> [ENUNCIADO 1] Informa de cada línea de las filas que contenga la cadena "sand", copiándola tal cual. Se distinguen mayúsculas y minúsculas.

> [TEXTO EXTRAÍDO]
★ ★ ★ ★ ★

Cada familia tiene sus historias, hechos que la engrandecen o provocan pena y a veces hasta vergí¼enza. Las historias contadas siguen de generación en generación y en ellas hay héroes y villanos. Pasados los años escarbamos entre los arcones y encontramos esas historias reales que queremos contar. En este caso, como diría nuestro Virgilio, yo las cuento a mis nietos, para que las lean primeramente con sus primeras mentes.
Hace poco fue el aniversario de Matilde, la hermana menor de Amalia, su historia circuló entre la familia de generación en generación envuelta en un tinte de tragedia. Eran hermanas con una diferencia en el almanaque como de ocho años, con un físico poco coincidente estampado en dos almas nobles: Amalia, alta y espigada, con el pelo recogido a la usanza, vistiendo siempre de negro, mirada directa y escrutadota, mujer de pocas palabras que sin ser una belleza poseía un conjunto interesante que lo hacia resaltar su porte erguido. Su hermana, Matilde, menos imponente, de menor estatura, risueña, de tez muy blanca, nariz recta y boca bien dibujada. Una belleza enmarcada en una mata de cabello rojizo.
El esposo de Matilde, José Maria, era un hombre de familia aristocrática, de los de la capital como se acostumbraba a decir, no aristócratas provincianos como Amalia y su hermana. Hombre bien educado en Inglaterra, caballeroso y de modales suaves, de esos que retiraban la silla de la mesa a su esposa y le acercaban la servilleta en cada hora de comida. No habían tenido hijos y vivían permanentemente en la finca, al menos Matilde, pues con los años el esposo se ausentaba cada vez más tiempo. A don José Maria así como le sobraban modales de caballero, también le sobraban las damas interesadas en conocer de cerca su trato, y él no se hacia de rogar; ella cerraba los ojos a la realidad y ese tema no se ventilaba en su casa.
Al paso de los años se sumía cada vez más en una profunda depresión, su ánimo de vivir se iba perdiendo, ya no salía de la casa a cuidar sus plantas, ni siquiera a ver el atardecer a las orillas del río, el caudaloso Nil de aguas turbulentas que corrían por el desfiladero camino del mar. Lo que se comentaba en voz cuchicheada era que la señora consumía mucho licor; sin darse cuenta el monstruo implacable del alcoholismo se fue apoderando de ella; difícil precisar cómo y cuándo principió el mal.

★ ★ ★ ★ ★

> [DATOS SUMINISTRADOS]
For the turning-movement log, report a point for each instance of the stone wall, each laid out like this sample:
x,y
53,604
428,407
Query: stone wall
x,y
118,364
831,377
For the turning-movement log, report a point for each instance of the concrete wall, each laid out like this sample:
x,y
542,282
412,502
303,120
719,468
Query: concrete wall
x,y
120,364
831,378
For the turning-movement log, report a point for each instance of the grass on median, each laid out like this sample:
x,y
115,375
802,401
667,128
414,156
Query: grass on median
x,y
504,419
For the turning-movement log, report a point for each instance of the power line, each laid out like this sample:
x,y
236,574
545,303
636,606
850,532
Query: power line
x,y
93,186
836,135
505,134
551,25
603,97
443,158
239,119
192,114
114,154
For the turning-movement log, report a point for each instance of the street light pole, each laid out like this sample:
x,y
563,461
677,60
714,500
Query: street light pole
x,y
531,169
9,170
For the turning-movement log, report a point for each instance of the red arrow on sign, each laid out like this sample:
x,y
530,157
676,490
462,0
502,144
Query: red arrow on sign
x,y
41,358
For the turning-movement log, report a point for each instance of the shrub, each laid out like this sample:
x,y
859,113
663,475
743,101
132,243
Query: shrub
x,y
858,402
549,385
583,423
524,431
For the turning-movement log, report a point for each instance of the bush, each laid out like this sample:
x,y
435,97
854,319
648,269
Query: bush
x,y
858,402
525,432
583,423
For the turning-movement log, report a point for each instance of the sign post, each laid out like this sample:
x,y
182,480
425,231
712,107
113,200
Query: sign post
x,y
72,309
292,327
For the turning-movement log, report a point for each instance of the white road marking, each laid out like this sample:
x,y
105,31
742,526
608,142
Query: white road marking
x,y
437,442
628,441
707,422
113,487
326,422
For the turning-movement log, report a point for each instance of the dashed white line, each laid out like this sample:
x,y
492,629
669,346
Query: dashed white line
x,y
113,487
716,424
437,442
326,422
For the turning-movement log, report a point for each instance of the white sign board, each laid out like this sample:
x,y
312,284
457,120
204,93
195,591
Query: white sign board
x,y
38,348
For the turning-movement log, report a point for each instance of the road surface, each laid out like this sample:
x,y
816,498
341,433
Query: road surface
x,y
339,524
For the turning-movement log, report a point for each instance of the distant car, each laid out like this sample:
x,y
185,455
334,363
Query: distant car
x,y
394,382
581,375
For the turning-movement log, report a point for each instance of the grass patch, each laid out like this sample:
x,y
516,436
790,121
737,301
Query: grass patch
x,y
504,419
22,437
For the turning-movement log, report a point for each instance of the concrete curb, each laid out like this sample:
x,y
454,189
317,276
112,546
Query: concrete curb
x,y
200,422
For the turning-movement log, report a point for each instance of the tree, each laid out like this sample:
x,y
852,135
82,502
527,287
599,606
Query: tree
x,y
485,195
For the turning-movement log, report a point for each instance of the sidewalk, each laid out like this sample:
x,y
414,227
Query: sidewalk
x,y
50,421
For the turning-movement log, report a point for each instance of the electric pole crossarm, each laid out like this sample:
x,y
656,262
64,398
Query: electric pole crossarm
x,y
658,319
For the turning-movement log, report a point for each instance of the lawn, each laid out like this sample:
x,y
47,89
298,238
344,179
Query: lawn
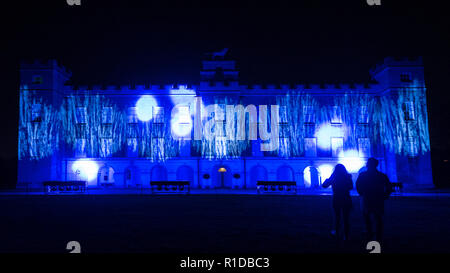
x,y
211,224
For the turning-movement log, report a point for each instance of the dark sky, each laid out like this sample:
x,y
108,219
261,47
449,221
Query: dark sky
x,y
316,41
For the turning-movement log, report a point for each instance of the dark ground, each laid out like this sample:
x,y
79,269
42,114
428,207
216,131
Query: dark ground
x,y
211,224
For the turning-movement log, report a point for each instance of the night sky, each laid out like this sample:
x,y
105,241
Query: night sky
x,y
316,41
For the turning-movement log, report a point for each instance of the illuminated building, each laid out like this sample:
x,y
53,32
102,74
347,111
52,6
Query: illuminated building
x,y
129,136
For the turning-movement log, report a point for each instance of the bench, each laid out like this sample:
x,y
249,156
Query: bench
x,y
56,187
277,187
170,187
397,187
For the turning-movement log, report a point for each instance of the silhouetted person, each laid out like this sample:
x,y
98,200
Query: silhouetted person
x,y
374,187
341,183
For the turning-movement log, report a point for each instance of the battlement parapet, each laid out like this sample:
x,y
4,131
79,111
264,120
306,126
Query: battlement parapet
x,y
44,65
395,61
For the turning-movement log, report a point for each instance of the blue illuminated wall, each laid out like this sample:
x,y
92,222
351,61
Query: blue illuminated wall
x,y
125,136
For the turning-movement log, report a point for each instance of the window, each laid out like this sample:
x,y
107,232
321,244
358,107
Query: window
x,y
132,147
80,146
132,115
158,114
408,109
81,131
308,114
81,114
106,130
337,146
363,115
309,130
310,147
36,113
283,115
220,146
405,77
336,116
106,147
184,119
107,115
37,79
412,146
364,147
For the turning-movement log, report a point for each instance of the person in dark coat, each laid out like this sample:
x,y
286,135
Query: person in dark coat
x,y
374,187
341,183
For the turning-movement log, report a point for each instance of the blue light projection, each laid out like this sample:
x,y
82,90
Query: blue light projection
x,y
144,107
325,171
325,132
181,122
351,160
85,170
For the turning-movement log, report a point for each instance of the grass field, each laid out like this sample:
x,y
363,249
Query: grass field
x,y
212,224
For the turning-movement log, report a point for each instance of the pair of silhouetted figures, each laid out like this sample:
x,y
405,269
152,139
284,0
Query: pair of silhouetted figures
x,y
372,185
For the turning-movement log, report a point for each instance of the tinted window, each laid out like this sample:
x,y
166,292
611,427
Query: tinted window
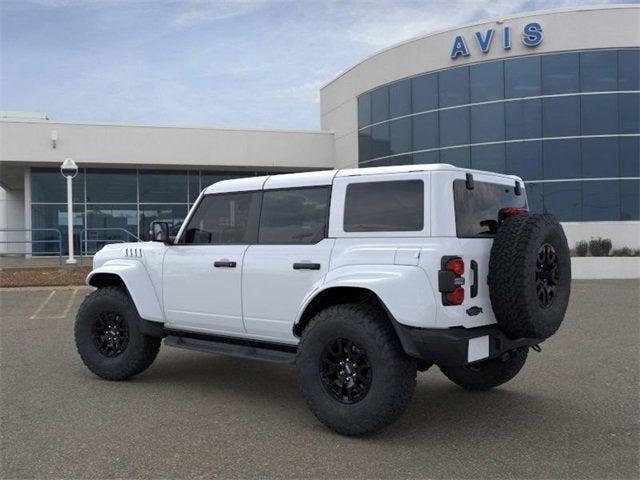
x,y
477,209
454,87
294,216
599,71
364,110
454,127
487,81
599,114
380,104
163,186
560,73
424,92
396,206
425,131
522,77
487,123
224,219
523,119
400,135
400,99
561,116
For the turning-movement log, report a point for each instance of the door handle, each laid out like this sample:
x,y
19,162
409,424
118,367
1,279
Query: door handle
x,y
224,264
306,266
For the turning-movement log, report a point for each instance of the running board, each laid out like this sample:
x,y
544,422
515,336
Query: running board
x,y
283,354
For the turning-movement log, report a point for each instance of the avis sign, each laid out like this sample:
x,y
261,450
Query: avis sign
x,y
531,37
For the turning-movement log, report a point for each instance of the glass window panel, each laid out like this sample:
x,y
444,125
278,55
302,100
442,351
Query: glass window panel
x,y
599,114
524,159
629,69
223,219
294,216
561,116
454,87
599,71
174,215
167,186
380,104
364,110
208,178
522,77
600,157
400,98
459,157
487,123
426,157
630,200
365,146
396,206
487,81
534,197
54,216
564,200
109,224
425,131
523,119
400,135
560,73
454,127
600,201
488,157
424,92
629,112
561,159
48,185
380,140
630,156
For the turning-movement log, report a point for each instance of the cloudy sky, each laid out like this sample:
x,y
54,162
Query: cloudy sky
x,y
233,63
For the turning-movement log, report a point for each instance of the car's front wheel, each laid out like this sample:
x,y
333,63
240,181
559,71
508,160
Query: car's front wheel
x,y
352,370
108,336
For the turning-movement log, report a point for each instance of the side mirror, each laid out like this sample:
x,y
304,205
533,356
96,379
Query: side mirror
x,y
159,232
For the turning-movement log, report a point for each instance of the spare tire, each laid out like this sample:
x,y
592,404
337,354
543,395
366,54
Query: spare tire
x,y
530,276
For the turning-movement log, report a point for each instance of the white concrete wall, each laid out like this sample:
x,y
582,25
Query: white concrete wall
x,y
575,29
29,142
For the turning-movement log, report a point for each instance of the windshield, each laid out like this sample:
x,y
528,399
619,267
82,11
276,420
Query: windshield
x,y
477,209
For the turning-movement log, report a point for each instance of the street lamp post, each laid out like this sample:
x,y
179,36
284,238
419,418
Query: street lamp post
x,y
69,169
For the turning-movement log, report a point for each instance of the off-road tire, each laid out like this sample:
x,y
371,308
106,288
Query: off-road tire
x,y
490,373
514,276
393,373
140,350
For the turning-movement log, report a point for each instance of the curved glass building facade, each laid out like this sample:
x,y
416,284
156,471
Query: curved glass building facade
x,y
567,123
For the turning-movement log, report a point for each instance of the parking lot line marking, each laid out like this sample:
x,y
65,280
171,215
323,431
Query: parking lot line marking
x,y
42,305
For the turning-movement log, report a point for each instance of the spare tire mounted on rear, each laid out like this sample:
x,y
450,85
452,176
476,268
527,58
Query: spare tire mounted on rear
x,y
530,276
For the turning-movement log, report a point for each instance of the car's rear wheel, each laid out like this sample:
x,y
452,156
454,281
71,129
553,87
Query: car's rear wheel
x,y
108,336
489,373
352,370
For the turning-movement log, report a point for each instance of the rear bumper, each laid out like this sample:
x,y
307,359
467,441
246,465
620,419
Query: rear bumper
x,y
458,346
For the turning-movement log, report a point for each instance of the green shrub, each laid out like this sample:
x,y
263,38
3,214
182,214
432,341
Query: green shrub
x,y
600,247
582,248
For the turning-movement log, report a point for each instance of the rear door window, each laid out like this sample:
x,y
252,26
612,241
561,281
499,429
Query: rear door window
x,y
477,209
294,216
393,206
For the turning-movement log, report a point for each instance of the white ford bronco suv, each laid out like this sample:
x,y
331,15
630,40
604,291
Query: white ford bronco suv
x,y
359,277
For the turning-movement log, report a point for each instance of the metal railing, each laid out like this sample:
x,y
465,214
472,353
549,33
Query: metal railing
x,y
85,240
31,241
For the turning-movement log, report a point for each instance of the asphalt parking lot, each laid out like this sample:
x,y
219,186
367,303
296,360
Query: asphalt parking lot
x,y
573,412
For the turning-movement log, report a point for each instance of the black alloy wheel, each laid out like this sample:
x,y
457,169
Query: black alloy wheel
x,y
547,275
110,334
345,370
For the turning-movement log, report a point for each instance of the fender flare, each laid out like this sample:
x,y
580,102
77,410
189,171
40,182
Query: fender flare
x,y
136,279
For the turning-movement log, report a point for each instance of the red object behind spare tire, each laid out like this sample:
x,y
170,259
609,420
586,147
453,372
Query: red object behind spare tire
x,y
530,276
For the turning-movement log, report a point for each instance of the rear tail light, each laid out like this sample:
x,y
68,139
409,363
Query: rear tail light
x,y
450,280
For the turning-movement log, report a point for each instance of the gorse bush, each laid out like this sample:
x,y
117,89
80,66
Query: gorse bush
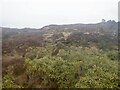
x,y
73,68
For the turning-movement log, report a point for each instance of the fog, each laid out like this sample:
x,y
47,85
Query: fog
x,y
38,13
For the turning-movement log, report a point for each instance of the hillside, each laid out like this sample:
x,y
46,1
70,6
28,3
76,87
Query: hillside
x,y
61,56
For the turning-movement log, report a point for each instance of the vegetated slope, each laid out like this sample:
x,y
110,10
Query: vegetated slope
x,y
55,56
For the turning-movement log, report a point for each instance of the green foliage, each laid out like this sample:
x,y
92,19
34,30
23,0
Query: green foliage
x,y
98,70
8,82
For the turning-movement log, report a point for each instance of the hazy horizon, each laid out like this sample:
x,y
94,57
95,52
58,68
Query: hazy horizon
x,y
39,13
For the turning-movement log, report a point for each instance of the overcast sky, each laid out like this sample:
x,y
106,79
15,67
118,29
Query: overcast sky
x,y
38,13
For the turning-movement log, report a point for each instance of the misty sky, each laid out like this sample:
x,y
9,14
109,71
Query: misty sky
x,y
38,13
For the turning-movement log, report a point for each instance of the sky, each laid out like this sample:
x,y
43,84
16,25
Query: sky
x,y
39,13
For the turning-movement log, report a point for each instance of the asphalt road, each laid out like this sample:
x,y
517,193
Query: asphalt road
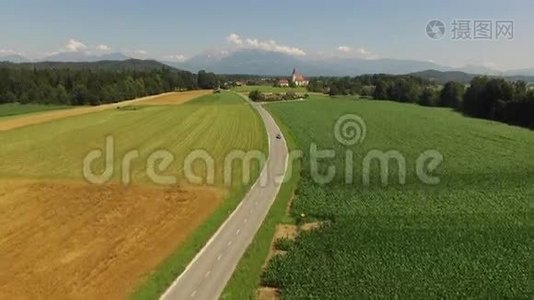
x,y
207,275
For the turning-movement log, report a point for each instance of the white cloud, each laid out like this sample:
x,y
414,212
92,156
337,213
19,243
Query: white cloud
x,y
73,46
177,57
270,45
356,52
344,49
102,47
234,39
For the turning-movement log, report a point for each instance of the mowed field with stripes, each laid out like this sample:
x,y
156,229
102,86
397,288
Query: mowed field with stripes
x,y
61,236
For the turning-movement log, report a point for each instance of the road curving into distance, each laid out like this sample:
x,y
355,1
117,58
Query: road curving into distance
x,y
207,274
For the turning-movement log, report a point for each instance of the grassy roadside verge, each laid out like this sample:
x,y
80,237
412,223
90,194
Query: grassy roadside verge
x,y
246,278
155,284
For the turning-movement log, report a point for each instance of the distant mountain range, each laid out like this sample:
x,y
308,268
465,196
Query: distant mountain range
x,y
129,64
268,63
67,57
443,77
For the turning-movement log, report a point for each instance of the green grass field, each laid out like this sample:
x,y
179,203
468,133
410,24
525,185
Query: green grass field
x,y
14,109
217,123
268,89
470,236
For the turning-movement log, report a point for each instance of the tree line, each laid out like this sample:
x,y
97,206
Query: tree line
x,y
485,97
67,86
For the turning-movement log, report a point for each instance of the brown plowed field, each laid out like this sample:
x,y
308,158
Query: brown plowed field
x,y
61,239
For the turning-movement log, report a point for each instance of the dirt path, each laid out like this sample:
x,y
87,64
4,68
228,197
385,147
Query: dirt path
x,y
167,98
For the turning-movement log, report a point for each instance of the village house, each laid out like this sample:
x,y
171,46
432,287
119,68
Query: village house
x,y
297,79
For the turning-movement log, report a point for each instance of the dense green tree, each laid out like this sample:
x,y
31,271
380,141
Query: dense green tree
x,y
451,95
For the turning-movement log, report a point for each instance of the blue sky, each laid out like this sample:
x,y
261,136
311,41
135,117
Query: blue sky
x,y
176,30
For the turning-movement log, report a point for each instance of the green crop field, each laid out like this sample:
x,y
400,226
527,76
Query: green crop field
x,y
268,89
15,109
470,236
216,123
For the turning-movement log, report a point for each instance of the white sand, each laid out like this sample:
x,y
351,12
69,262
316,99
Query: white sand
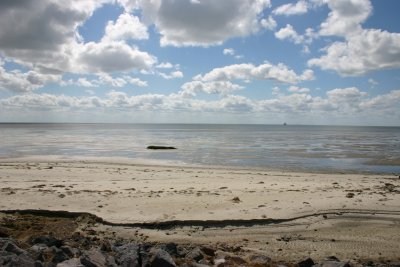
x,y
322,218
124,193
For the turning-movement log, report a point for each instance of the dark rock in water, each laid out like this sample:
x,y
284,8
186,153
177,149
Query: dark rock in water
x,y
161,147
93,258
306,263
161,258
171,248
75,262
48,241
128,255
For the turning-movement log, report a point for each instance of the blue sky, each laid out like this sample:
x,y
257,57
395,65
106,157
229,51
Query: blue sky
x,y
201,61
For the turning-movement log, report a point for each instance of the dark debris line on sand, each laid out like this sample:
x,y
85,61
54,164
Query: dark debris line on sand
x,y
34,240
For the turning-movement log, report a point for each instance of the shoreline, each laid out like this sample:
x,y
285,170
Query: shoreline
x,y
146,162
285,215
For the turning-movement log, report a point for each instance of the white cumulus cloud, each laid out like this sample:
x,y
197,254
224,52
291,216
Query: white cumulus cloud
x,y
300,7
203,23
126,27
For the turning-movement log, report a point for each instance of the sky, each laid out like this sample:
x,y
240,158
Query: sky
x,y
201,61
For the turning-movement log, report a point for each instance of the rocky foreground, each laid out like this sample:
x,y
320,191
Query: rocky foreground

★ ★ ★ ★ ★

> [ENUNCIADO 2] Retoma el relato familiar sobre Matilde y continúalo a partir de su última oración.

> [RESULTADO 1]
For the turning-movement log, report a point for each instance of the white sand, each laid out like this sample:
Query: white sand
For the turning-movement log, report a point for each instance of the dark debris line on sand, each laid out like this sample:
Query: dark debris line on sand

> [RESULTADO 2]
Amalia dejó de tener noticias de Matilde, pasados dos meses le llegó un aviso que la alarmó: su hermana tenía semanas de no salir del cuarto, si lo hacia era solamente para usar el baño, no recibía más que unos sorbos de agua. Permanecía con las ventanas y puertas cerradas día y noche, el señor estaba ausente desde tiempo atrás, según se decía pasando una temporada con una señorita más allá de la frontera con México.
Saberlo y disponer la calesa para el viaje fue cosa que Amalia ordenó en un santiamén, eso que no era viaje corto, se hacían casi dos días de camino. Lo que se encontró fue peor de lo que esperaba. Matilde con el cuerpo y el alma vencidos, la inanición era notoria, pero lo más grave era su falta de deseos de vivir. Cuentan que echaron abajo la puerta cerrada con pasador y fue sacada en brazos hasta la calesa, Amalia la llevó arrullada hasta la casona de San Antonio en donde sus hijas todavía niñitas quedaron impresionadas por el fantasma viviente que llegaba, para ellas Matilde era el arquetipo de la belleza, le llamaban «nana chula».
Se avisó al doctor Sardá, amigo de la familia, quien prescribió lo que creyó conveniente pero nada podía levantarla de aquella profunda debacle de cuerpo y espíritu; hablaba algunas palabras, luego se negaba a recibir alimentos; a la tercera semana entrando la noche murió.
Fue tendida vestida de blanco con un camafeo negro al cuello, siempre le habían gustado las joyas y las tenía bonitas, regalo, la mayoría, del esposo. Le cepillaron cuidadosamente su pelo rojizo que llevaba muy largo. Cuatro velas grandes guardaron el féretro al lado de otros tantos recipientes de bronce cargados de flores.
Se había dispuesto el entierro a las tres de la tarde esperando que no lloviera, cuando a eso de las dos le anunciaron a Amalia, sentada cerca del cuerpo de su hermana, llegó don Chema, está en la entrada de la calle y pregunta por usted. Cuentan que sin aspavientos ni teatralidad se quedó unos minutos silenciosa, luego pidió a familiares y amigos que dejaran solo el salón. Instruyó a la empleada que dijera al señor que tenía media hora para estar junto al féretro y que luego se marchara para siempre.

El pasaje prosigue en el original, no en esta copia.